[Entries from a pointing dataset]
-- START --

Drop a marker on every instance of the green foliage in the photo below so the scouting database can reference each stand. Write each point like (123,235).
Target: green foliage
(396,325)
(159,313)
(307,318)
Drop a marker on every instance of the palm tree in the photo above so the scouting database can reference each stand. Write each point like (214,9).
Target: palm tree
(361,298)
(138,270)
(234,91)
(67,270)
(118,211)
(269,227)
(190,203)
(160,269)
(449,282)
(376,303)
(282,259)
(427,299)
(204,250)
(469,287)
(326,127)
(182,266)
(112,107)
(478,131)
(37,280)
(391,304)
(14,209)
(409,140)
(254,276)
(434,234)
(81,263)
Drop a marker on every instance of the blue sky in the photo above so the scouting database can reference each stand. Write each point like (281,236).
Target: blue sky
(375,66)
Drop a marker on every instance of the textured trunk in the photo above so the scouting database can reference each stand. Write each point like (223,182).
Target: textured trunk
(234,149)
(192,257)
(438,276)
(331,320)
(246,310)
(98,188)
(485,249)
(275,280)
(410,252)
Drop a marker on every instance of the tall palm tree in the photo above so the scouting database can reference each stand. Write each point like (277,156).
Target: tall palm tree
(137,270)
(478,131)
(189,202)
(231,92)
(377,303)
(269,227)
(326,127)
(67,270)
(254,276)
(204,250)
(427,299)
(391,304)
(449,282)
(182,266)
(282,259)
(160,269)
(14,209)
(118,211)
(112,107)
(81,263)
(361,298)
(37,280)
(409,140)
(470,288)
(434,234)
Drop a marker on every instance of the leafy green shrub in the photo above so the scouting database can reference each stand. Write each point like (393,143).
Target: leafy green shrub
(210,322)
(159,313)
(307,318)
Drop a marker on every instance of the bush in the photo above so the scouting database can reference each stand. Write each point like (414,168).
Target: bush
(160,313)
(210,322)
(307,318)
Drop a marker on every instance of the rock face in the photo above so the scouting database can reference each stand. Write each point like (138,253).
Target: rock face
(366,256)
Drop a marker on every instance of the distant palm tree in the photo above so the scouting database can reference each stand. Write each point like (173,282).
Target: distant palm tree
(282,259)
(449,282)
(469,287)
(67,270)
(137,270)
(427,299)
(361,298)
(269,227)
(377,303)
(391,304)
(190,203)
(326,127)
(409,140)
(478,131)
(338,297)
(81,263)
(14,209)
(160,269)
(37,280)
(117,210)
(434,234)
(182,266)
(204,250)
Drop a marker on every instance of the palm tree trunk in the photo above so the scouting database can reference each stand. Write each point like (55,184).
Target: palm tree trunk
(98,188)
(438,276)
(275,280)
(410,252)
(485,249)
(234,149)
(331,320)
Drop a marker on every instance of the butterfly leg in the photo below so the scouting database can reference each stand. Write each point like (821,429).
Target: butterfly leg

-- END --

Exercise instructions ▸
Can you rewrite the records from the line with "Drop a marker on every instance of the distant" through the end of the records, swapping "scouting database" for "survey catalog" and keeping everything else unchanged?

Problem solution ▸
Drop a marker on every instance of the distant palm tree in the photo above so the survey catalog can reference each stand. Write each point like (173,282).
Target: distant palm tree
(282,259)
(449,282)
(469,287)
(67,270)
(137,270)
(427,299)
(361,298)
(269,227)
(377,303)
(391,304)
(190,203)
(326,127)
(409,140)
(478,131)
(338,297)
(81,263)
(14,209)
(160,269)
(37,280)
(117,210)
(434,234)
(182,266)
(204,250)
Drop a marker on every instance of the palm tree trunk in the photo above so the survey catalog can reference each stand. Write each point like (55,184).
Target: palm tree trunk
(98,188)
(438,276)
(275,280)
(410,252)
(485,249)
(234,149)
(331,320)
Drop a marker on every instance of the butterfly leg in the photo below so the survey catalog can reference each stand. Write each point like (821,429).
Target: butterfly leg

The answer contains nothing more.